## START Dataset rows
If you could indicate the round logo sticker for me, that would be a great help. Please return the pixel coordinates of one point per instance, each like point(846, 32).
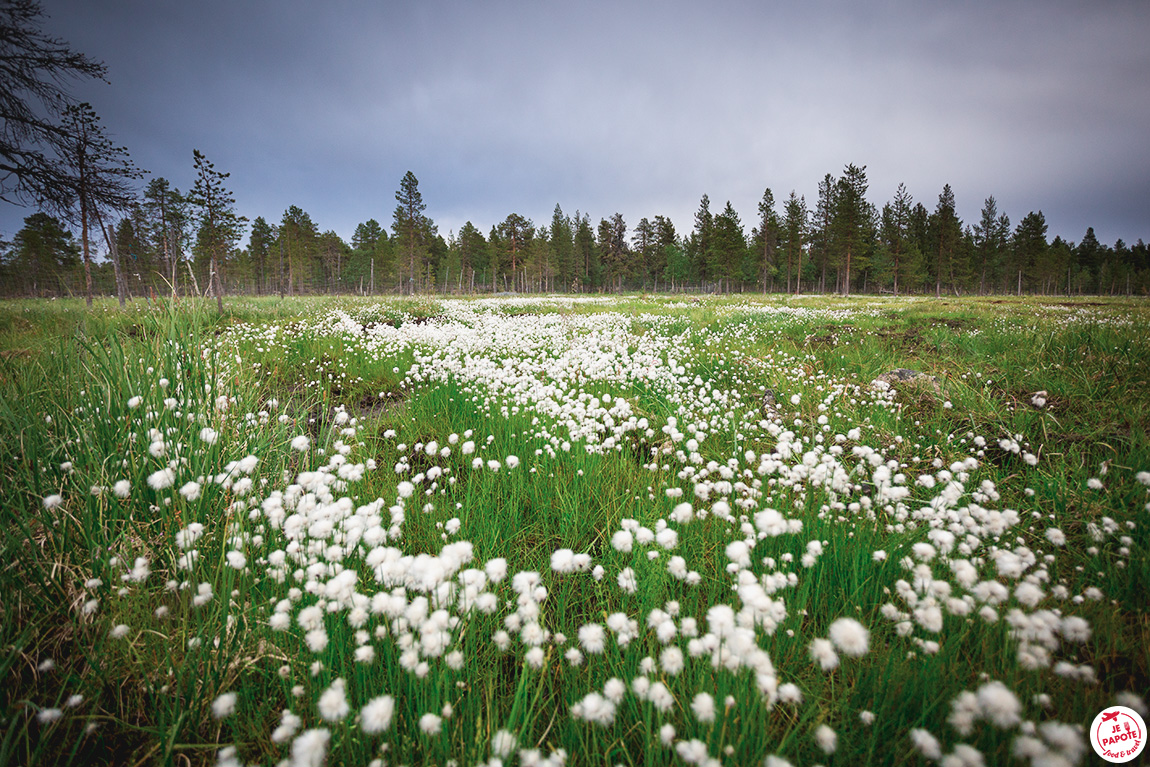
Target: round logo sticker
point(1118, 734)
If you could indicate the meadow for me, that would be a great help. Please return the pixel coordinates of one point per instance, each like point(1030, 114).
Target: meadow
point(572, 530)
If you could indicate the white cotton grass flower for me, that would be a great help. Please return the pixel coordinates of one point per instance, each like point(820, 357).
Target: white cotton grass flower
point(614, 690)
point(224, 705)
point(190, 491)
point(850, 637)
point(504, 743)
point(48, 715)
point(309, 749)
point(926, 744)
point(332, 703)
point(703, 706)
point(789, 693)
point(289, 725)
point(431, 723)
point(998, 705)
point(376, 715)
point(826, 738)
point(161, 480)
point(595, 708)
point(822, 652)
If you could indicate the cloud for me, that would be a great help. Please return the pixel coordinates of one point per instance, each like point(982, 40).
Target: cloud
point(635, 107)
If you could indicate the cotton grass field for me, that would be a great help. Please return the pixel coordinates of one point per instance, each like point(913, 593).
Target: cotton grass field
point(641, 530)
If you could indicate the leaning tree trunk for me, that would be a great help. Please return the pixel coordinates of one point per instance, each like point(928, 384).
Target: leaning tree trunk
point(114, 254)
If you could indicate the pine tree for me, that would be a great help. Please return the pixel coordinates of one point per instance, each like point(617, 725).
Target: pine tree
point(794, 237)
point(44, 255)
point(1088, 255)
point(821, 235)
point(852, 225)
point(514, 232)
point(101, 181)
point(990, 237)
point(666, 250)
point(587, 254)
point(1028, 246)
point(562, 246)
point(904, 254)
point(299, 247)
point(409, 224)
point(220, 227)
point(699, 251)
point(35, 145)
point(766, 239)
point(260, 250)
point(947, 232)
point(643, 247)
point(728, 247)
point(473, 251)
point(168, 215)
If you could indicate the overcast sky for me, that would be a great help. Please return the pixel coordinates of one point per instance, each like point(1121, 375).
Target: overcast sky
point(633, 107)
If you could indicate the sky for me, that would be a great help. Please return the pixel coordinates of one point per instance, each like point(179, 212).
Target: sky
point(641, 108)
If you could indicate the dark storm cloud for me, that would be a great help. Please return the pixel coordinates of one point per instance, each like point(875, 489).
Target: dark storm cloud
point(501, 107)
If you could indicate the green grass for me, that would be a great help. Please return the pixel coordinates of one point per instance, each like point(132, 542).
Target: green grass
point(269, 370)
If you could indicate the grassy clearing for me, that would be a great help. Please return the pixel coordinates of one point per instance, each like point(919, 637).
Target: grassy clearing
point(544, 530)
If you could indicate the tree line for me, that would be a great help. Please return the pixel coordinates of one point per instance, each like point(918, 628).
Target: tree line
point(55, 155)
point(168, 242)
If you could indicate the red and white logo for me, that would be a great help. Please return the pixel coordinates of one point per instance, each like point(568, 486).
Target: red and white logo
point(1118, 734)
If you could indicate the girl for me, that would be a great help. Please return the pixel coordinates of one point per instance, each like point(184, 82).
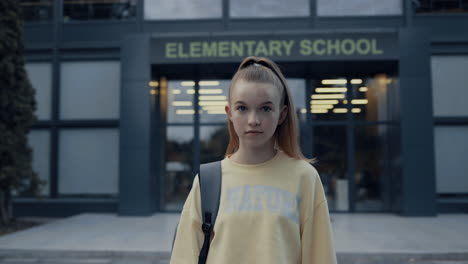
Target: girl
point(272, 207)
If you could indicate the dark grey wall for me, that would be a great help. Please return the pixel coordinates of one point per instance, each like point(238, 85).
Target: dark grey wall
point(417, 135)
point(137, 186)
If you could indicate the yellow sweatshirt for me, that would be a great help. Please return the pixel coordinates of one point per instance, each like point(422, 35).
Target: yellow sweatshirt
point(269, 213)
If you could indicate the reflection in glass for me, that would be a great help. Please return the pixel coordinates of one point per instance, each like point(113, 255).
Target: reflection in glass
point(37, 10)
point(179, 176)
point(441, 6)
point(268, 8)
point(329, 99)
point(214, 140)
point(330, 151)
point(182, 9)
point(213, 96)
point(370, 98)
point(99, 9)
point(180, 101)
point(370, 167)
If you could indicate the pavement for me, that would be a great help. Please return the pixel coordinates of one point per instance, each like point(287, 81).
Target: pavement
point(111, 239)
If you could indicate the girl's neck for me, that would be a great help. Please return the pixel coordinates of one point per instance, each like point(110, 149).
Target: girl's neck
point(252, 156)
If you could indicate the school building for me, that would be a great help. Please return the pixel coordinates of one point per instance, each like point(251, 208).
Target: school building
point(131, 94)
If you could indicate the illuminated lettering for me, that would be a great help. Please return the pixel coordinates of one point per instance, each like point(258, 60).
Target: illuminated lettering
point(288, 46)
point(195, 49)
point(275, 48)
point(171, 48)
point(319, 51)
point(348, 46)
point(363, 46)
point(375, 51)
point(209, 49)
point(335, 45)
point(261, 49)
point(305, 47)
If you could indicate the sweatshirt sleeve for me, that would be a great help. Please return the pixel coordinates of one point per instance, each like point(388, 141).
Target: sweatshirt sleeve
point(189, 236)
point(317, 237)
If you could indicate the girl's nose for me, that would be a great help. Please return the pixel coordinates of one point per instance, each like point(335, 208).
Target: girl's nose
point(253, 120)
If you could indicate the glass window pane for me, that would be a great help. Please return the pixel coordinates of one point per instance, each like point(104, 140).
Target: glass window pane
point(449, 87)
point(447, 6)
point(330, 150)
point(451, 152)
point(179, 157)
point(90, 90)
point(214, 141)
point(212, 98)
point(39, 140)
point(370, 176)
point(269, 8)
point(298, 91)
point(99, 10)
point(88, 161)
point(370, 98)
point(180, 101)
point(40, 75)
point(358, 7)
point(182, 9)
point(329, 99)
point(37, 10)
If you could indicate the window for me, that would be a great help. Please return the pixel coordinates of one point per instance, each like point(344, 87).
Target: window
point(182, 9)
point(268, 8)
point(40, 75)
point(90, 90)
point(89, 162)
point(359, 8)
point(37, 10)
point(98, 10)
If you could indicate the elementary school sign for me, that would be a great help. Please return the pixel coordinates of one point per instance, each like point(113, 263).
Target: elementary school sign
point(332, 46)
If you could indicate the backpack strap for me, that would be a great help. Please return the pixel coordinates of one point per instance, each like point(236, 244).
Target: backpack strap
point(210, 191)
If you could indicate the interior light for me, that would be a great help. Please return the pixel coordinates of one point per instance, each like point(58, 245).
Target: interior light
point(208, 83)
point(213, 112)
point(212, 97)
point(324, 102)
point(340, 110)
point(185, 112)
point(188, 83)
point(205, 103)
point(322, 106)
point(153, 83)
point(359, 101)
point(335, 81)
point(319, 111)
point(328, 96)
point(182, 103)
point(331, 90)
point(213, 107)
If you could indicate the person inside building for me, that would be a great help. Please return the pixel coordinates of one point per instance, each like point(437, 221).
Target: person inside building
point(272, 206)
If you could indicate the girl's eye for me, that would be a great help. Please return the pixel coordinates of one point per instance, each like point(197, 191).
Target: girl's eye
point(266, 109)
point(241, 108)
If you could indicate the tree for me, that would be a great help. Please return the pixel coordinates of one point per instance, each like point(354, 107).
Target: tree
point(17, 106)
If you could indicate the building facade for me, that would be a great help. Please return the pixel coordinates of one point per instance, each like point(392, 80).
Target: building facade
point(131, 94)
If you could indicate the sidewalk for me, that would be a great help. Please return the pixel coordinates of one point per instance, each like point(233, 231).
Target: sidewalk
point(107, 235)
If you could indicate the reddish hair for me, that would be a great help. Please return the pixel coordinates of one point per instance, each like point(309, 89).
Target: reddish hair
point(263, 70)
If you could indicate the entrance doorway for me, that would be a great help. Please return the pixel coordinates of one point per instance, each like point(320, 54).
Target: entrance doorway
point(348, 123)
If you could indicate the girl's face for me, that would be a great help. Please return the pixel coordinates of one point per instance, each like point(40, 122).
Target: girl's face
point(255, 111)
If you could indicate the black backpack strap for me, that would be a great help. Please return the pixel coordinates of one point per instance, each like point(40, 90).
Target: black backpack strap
## END Dataset rows
## START Dataset rows
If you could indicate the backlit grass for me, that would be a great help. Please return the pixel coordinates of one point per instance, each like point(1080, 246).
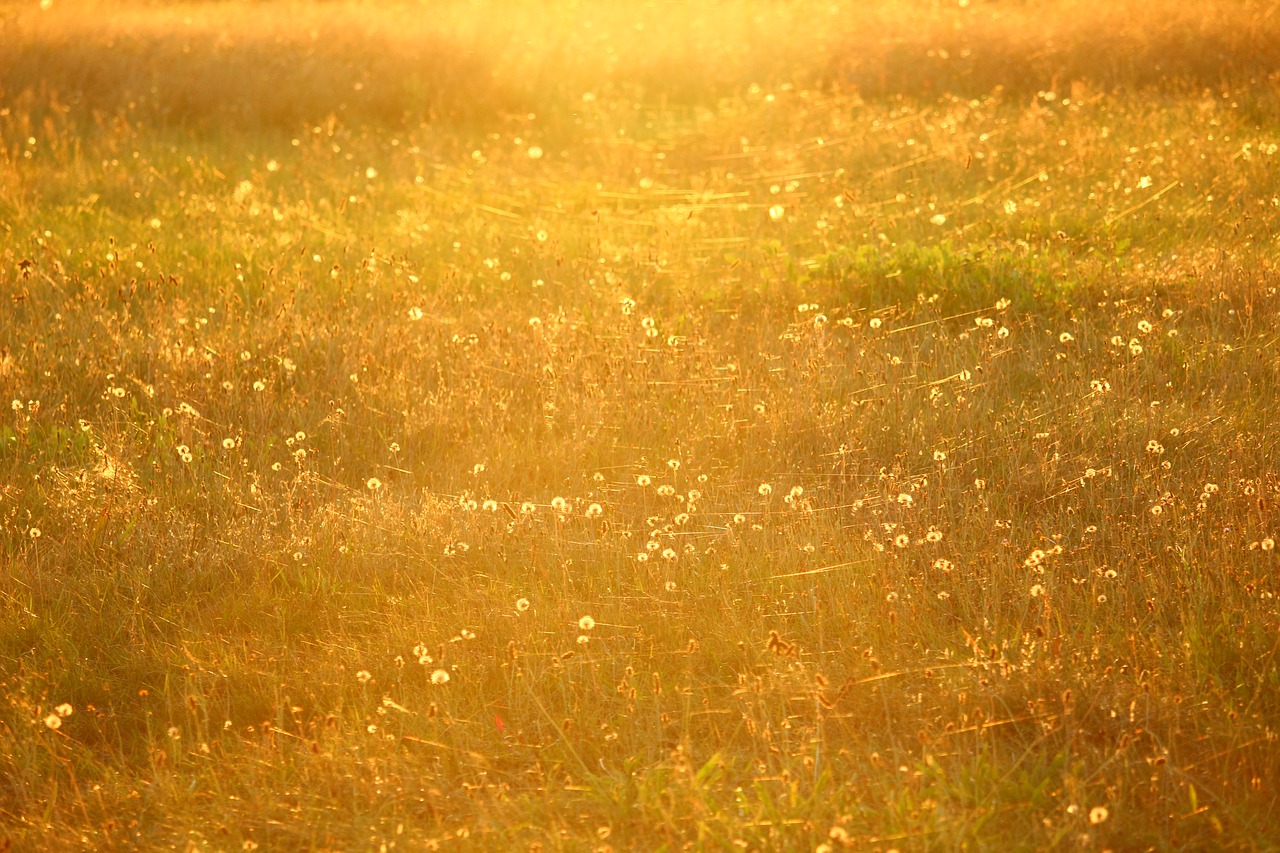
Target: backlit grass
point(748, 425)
## END Dataset rows
## START Dataset rows
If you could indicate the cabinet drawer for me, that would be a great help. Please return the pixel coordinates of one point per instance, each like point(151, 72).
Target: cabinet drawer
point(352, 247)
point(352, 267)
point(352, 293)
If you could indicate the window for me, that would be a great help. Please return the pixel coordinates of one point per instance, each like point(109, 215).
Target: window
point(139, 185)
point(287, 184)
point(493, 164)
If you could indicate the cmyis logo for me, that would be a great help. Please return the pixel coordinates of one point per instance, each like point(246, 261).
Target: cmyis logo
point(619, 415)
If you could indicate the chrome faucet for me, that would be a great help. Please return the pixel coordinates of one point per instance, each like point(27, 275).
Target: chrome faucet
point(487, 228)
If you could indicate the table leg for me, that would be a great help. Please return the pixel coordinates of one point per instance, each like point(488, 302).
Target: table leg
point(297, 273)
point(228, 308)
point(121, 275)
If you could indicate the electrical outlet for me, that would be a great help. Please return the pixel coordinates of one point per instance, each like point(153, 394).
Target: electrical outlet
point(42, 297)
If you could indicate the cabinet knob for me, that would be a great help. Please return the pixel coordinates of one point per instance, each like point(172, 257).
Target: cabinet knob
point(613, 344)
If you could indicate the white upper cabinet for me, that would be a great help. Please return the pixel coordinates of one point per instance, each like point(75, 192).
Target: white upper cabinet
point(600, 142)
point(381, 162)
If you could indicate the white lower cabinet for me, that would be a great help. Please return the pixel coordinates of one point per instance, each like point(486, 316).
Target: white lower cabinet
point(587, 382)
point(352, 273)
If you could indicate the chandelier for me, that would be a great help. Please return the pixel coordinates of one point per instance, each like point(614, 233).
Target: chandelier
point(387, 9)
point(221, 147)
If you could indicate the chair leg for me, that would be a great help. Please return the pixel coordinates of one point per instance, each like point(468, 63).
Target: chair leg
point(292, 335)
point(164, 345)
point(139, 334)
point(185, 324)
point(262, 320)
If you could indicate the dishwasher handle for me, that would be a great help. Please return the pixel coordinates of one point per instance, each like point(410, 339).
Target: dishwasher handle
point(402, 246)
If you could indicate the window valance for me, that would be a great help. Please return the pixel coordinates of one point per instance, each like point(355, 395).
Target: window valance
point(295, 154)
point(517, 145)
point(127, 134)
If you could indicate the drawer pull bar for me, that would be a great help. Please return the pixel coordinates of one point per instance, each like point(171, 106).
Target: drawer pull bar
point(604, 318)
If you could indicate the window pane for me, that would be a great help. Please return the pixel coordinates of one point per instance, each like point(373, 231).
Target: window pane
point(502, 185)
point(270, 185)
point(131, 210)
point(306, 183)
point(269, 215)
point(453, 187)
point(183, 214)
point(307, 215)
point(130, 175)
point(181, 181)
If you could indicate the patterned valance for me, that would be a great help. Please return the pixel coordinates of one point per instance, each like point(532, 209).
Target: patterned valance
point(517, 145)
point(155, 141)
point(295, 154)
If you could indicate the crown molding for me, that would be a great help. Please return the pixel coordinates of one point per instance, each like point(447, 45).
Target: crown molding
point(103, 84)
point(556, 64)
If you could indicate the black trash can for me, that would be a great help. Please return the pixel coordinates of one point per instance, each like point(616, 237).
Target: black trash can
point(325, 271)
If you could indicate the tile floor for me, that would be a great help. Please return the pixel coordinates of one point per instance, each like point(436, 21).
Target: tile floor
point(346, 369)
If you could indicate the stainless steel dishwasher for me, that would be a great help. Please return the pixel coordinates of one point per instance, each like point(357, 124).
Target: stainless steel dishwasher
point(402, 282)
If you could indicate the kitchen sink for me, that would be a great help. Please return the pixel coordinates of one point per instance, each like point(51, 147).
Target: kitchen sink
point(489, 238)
## END Dataset rows
Aim of the exercise:
Could you print, word for word, the lines starting with the one that contains "If you could indicate the illuminated" and going on through the one that contains "point(171, 48)", including both of those lines?

Full output:
If you could indicate the illuminated lettering for me, that would be a great help. Please return the pixel coordinates of one point per instance, each like point(258, 60).
Target: illuminated lettering
point(288, 46)
point(195, 49)
point(275, 48)
point(171, 48)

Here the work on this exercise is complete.